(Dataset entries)
*****

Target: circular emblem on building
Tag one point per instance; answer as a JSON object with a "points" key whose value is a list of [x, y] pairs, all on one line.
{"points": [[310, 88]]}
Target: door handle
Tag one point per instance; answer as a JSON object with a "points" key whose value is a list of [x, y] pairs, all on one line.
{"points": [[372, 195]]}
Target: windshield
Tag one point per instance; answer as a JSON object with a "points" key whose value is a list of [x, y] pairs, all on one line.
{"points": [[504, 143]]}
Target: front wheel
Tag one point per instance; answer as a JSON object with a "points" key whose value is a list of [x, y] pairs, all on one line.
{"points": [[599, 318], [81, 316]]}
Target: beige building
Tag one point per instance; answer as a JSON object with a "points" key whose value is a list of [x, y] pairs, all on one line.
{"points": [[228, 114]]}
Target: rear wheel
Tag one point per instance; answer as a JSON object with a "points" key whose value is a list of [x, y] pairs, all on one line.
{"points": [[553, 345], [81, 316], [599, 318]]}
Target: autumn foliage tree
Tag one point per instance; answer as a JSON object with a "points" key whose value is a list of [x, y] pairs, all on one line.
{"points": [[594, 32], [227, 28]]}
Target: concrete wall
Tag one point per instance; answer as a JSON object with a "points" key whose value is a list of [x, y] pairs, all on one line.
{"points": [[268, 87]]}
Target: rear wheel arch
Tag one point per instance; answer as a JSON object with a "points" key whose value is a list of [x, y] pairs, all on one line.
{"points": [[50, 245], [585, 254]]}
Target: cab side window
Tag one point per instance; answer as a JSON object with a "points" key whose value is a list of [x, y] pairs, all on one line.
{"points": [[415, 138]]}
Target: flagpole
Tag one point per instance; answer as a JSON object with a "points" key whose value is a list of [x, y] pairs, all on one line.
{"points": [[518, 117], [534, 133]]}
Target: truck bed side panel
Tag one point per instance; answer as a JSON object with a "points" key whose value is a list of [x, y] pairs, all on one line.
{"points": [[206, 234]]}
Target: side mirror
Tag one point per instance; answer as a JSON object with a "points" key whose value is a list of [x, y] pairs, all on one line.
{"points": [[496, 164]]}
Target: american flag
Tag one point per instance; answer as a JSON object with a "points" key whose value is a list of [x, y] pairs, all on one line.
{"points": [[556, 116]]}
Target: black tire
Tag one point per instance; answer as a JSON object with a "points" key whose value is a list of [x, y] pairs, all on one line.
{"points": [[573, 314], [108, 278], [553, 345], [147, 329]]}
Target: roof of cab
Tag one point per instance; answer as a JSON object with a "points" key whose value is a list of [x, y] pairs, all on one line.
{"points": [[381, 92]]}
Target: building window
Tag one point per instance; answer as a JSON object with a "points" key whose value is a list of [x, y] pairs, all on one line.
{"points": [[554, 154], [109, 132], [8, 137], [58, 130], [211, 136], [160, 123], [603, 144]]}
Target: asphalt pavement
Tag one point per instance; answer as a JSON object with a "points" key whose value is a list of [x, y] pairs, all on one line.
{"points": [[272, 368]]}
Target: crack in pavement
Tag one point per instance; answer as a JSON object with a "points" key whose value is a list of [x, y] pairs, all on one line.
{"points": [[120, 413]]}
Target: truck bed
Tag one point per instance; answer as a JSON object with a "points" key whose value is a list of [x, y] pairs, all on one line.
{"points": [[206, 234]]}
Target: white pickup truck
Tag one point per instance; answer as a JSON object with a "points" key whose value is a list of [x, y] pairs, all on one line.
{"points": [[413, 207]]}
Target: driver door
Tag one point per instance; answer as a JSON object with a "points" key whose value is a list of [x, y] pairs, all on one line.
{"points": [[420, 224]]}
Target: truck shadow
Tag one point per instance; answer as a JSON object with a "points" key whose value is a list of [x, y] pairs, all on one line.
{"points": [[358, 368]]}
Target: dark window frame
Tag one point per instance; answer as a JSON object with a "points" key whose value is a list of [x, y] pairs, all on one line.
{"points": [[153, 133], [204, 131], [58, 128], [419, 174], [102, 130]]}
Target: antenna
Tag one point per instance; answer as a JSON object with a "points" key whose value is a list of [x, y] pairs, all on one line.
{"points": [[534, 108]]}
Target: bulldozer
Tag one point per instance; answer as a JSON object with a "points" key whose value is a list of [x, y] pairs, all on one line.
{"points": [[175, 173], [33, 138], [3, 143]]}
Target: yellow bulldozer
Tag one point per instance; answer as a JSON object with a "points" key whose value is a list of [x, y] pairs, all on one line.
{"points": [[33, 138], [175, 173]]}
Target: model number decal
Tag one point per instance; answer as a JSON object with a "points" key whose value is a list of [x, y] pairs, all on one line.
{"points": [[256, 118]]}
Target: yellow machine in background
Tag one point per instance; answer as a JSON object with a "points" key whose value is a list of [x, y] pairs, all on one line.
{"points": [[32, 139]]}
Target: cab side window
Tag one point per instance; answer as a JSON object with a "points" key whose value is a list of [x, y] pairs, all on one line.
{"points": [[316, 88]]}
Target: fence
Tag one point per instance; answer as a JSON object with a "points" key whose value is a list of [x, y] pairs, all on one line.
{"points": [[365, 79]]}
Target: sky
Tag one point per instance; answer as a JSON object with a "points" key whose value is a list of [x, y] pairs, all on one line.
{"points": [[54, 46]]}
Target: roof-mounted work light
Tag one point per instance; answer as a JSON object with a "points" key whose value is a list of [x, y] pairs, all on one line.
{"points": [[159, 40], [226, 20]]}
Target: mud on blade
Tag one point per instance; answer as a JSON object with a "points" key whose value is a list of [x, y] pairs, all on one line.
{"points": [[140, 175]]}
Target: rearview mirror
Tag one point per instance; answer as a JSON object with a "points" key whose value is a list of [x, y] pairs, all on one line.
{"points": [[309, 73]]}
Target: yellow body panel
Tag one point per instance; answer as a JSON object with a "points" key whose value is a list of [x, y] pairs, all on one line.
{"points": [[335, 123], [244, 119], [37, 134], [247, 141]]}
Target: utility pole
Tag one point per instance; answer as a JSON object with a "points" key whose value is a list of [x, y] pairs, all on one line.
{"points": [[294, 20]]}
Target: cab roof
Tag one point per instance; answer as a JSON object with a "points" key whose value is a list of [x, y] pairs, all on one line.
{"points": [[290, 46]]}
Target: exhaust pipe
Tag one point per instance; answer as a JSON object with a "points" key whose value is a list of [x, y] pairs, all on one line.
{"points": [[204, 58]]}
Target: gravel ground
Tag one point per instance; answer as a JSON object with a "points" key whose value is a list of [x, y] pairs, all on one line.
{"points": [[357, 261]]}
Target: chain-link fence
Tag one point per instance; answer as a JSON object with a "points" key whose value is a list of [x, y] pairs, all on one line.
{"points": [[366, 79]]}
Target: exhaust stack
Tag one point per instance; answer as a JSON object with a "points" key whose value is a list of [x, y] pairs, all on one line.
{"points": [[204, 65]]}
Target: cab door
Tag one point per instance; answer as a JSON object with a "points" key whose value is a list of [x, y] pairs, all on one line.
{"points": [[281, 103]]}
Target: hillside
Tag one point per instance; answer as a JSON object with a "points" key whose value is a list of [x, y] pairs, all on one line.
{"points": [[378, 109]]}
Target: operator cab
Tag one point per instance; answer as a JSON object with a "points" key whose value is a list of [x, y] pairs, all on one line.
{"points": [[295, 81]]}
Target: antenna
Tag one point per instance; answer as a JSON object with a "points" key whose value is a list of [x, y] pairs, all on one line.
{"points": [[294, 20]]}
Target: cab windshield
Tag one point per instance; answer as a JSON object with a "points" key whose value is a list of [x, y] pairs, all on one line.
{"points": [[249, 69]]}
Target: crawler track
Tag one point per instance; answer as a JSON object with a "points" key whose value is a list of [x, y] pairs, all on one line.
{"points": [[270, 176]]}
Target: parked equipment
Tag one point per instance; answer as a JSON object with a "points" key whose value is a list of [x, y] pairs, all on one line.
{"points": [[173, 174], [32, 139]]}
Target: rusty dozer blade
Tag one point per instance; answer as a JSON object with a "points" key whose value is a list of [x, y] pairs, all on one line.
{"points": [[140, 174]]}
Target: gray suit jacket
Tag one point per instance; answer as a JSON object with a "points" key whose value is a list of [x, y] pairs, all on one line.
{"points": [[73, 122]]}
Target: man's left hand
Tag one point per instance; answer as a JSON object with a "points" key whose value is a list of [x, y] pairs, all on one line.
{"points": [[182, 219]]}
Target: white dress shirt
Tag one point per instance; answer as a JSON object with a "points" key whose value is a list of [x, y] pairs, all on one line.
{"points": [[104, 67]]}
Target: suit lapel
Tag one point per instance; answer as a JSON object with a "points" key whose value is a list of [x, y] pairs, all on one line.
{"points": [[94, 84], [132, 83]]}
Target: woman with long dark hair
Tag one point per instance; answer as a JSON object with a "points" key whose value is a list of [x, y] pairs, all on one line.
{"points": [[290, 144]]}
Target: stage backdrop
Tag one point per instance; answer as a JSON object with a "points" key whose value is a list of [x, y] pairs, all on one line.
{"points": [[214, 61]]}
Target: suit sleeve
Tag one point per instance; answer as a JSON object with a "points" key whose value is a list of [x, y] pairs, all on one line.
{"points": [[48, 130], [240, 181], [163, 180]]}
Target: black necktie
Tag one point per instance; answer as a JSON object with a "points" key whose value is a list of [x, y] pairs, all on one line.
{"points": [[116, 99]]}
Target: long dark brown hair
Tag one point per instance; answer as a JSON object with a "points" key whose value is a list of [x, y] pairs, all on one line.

*****

**Task prompt**:
Take the line with "Target: suit sleeve" and all lines after it through the end of the records, and write them out exactly; include nothing else.

**Result of this exercise**:
Target: suit sleeve
Tag one point per instance; answer as a JSON object with a "points" key whose value is a list of [x, y] pairs, all on one line.
{"points": [[48, 130], [240, 181], [163, 180]]}
Target: black necktie
Tag one point per instance; answer as a JSON object with a "points" key whose value is a list of [x, y] pairs, all on one line.
{"points": [[116, 99]]}
Target: long dark brown hair
Tag one point per instance; answer as a JSON object with a "points" key whose value is a list of [x, y] pairs, all on one line.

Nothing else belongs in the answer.